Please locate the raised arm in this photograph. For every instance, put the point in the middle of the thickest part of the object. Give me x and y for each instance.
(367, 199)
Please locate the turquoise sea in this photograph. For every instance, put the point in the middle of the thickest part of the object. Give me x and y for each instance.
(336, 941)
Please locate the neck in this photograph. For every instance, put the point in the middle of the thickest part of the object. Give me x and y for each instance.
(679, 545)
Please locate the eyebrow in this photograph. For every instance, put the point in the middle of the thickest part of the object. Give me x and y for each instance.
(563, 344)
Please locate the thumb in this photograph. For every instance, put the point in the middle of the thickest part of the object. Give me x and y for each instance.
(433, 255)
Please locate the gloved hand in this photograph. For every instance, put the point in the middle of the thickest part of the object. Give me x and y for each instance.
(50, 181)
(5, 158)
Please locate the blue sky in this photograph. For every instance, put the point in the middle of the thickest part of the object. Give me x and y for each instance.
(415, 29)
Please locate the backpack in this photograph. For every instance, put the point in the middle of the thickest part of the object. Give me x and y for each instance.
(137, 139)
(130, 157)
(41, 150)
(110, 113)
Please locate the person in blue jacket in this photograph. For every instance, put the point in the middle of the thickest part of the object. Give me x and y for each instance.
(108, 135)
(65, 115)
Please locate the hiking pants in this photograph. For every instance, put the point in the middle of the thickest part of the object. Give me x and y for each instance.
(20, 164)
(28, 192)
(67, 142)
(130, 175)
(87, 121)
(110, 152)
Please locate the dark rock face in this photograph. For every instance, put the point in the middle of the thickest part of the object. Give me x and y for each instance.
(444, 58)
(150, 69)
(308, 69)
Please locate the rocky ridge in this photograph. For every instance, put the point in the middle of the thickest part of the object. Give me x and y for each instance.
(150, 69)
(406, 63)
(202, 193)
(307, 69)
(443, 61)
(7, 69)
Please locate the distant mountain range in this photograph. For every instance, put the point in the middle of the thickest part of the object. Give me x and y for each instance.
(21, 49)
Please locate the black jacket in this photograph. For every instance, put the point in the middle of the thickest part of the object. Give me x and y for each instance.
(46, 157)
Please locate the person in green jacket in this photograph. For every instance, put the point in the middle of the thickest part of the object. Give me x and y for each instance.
________________________
→ **What is required**
For this exercise, transcribe all the records exactly.

→ **Written solution**
Please locate the raised arm in this photograph. For every instance, put the point in the middle of the thickest part of the object. Give me x and y for each instance.
(367, 199)
Please locate the turquoise sea in this photograph. For every instance, put the point in the middle of the thickest part of the object. Give me x and y for each instance.
(336, 941)
Please locate the neck in this photograph. For every instance, put the point in the middle of the thickest part of the object. Give me x and y for each instance.
(679, 545)
Please locate the eyebrow in this photograph. For every instance, put the point in the middle of the thickest part of the object. Give me x and y for each instance.
(563, 344)
Please locate the thumb in this photograph. For every instance, put the point in the middle of the thickest part of the object. Give me x and y for each instance.
(433, 255)
Please locate the gloved hand in this photograph. For every instance, put the point in the middle of the thickest part of the object. Give me x and y for each instance.
(50, 181)
(5, 158)
Please locate the blue sky in this photograph. For every instance, put the point in the middle of the thickest part of the object. Give me x and y for each instance.
(415, 29)
Please locate the backpack in this photograph. For every instance, put the point in the middle of the thickest part of the object. Give me x and y for each instance.
(137, 139)
(130, 157)
(41, 150)
(110, 113)
Please locate the person in blue jacket in this photograph. For every instance, put the point in the middle of the thickest part of the object. Give me x and y for each instance.
(108, 135)
(65, 115)
Please locate the hiking pants in this photograph. For every instance, put the point in the middle of the thickest part of the object. Give me x and y for each instance.
(20, 164)
(28, 192)
(67, 142)
(130, 175)
(87, 121)
(110, 152)
Please locate the dark rock face in this photograph. For every instance, put the point in the middle of the thickest part of the object. Give me x and y for each instance.
(444, 58)
(150, 69)
(308, 69)
Please locate the rocky ridge in this photograph. For every instance, put the point in the middle of the thickest part of the object. Give me x and y for each instance.
(150, 69)
(406, 63)
(202, 193)
(307, 69)
(443, 61)
(7, 69)
Please locate the distant mountain range in this photograph. For every instance, put the point in the middle of the thickest part of the object. Give me x and y for each instance.
(21, 49)
Please locate the black jacket in this photograph. For every instance, put the point in the middle of the thickest part of the object. Give me x and y for each instance.
(46, 157)
Please locate the person in green jacket in this photograph. For every instance, put the point in the middle of the thickest part of the object. Give me x and y for each instance.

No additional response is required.